What to produce:
Copy the records again with each "dark jacket" renamed to "black coat", keeping everything else the same.
##### Supplied records #####
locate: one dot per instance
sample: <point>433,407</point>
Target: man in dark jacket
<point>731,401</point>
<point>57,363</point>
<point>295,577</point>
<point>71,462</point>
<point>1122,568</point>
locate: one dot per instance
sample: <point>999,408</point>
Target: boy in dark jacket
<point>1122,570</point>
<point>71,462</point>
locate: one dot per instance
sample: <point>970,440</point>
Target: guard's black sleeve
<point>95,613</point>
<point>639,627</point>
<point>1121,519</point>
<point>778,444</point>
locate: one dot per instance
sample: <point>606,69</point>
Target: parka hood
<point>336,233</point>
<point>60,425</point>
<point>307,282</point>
#####
Solved problem:
locate: one dot per instance
sample: <point>433,407</point>
Target: man in black coat
<point>731,401</point>
<point>57,363</point>
<point>295,577</point>
<point>71,462</point>
<point>1122,568</point>
locate: one dot per instance
sample: <point>999,408</point>
Target: boy in black coat
<point>1122,570</point>
<point>71,462</point>
locate: one dot per instance
sample: <point>970,440</point>
Target: guard's black sleeve
<point>95,613</point>
<point>639,627</point>
<point>1121,519</point>
<point>778,444</point>
locate: one dot per instance
sample: <point>606,69</point>
Target: parka hood
<point>336,233</point>
<point>60,425</point>
<point>307,282</point>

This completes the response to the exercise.